*** TEXT EXCERPT ***

If the county decides Monday to opt into a federal nourishment plan for Bogue Banks beaches, future projects like the one pictured that took place in Atlantic Beach earlier this year would be under the auspices of the U.S. Army Corps of Engineers. (Carteret County Shore Protection Office photo)

Posted November 17, 2020

EMERALD ISLE — The Carteret County Beach Commission is poised to make a major decision Monday — whether to switch from local and state funding to federal funding and management for Bogue Banks beach nourishment projects.

The commission, which advises the office of Carteret County Shore Protection Manager Greg Rudolph, will meet at 2 p.m. in the Emerald Isle Commission meeting room. It will also be broadcast on Zoom.

To join the meeting on Zoom, go to: https://carteretcountync.zoom.us/j/84127532394?pwd=dW9SeXpwaXBISVR4Z1RGYmpzblJQUT09.

The meeting ID is 841 2753 2394 and the password is 21TMcP.

*** End of TEXT EXCERPT ***
*** DATASET ***

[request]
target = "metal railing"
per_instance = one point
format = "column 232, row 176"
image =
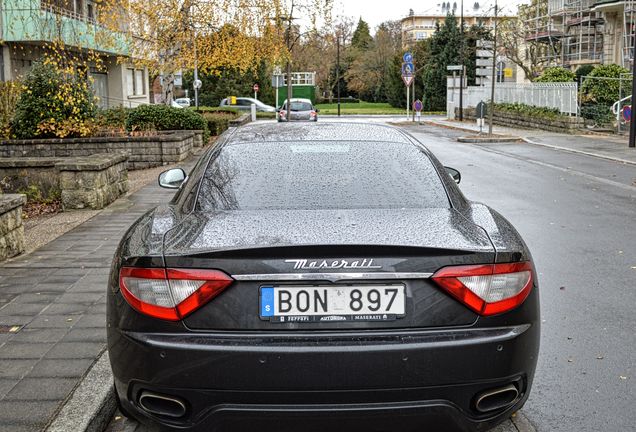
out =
column 109, row 102
column 561, row 96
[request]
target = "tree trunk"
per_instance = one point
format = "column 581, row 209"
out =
column 167, row 89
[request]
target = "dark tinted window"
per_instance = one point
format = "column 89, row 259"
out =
column 321, row 175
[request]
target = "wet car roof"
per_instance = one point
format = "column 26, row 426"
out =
column 346, row 131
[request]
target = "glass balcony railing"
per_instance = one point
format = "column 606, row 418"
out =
column 42, row 21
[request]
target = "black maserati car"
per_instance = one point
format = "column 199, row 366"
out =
column 311, row 277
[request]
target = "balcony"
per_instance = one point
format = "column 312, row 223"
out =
column 608, row 6
column 41, row 21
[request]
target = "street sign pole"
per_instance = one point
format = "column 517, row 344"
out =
column 413, row 94
column 408, row 76
column 408, row 99
column 632, row 124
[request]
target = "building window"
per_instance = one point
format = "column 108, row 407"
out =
column 135, row 83
column 90, row 11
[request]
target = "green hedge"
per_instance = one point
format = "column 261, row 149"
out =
column 343, row 100
column 529, row 110
column 113, row 117
column 204, row 109
column 163, row 117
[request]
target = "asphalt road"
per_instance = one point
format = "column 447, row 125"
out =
column 577, row 214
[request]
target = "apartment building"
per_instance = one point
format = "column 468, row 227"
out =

*** End of DATASET ***

INSTRUCTIONS:
(1) Write out the part of the beach nourishment article that begins at the words "If the county" and stops after the words "broadcast on Zoom.".
(2) According to the beach nourishment article, at what time will the commission meet?
(3) Rewrite as a short list the paragraph of the beach nourishment article that begins "The commission, which advises," keeping its main facts.
The entries are separate material, apart from the beach nourishment article.

ANSWER SET:
(1)
If the county decides Monday to opt into a federal nourishment plan for Bogue Banks beaches, future projects like the one pictured that took place in Atlantic Beach earlier this year would be under the auspices of the U.S. Army Corps of Engineers. (Carteret County Shore Protection Office photo)

Posted November 17, 2020

EMERALD ISLE — The Carteret County Beach Commission is poised to make a major decision Monday — whether to switch from local and state funding to federal funding and management for Bogue Banks beach nourishment projects.

The commission, which advises the office of Carteret County Shore Protection Manager Greg Rudolph, will meet at 2 p.m. in the Emerald Isle Commission meeting room. It will also be broadcast on Zoom.

(2) 2 p.m.

(3)
- The commission advises the office of Carteret County Shore Protection Manager Greg Rudolph.
- It will meet at 2 p.m. in the Emerald Isle Commission meeting room.
- The meeting will also be broadcast on Zoom.